**Recorded data**
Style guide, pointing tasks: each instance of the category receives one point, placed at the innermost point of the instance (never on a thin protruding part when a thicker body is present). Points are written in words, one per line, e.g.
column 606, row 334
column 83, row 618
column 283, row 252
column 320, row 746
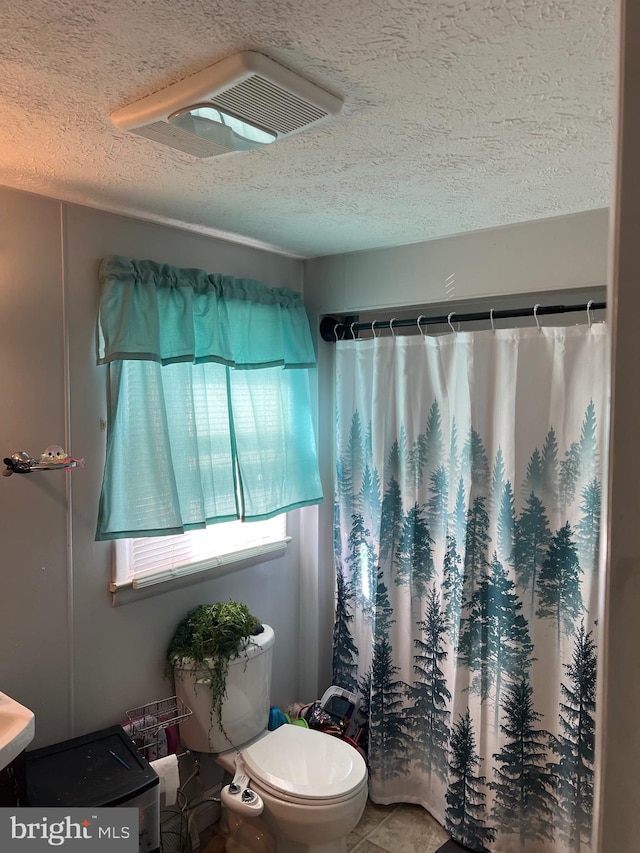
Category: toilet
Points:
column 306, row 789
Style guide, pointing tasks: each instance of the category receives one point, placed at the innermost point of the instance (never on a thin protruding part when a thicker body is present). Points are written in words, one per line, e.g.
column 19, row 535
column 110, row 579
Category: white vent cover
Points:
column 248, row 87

--

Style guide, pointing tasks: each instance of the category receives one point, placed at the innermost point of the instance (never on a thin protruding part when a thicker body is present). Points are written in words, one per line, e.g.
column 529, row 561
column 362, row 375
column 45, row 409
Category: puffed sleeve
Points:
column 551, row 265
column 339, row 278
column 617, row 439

* * *

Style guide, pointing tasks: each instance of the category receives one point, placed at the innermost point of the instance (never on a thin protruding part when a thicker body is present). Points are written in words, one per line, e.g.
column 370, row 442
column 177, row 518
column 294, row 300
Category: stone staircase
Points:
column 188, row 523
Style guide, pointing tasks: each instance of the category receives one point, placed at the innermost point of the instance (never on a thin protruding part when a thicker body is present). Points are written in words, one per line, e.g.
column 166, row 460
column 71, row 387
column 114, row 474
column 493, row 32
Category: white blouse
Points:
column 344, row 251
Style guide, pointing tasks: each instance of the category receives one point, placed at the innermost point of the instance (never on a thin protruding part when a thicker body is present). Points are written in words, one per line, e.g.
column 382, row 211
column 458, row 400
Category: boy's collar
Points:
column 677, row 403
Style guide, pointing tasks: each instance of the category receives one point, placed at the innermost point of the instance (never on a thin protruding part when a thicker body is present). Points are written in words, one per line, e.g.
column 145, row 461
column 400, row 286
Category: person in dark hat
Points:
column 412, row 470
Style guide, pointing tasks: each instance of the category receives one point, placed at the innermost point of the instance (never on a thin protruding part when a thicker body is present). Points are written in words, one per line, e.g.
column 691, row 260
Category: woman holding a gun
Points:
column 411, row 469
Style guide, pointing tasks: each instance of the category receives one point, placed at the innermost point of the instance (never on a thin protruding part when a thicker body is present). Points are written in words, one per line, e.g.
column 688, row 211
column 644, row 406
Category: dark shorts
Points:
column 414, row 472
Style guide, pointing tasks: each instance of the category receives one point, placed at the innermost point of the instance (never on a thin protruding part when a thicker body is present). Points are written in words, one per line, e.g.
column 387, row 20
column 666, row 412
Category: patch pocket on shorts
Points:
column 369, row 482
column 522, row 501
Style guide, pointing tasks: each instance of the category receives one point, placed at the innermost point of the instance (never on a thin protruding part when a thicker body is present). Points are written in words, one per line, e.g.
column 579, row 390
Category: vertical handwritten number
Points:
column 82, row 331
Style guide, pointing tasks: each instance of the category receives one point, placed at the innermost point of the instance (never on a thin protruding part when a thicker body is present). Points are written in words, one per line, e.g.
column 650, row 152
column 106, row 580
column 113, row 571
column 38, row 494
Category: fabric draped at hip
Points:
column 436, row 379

**Exercise prompt**
List each line of the data above in which the word "dark" appears, reproducing every such line in full.

**Solved problem**
Category: person in dark hat
Category: dark shorts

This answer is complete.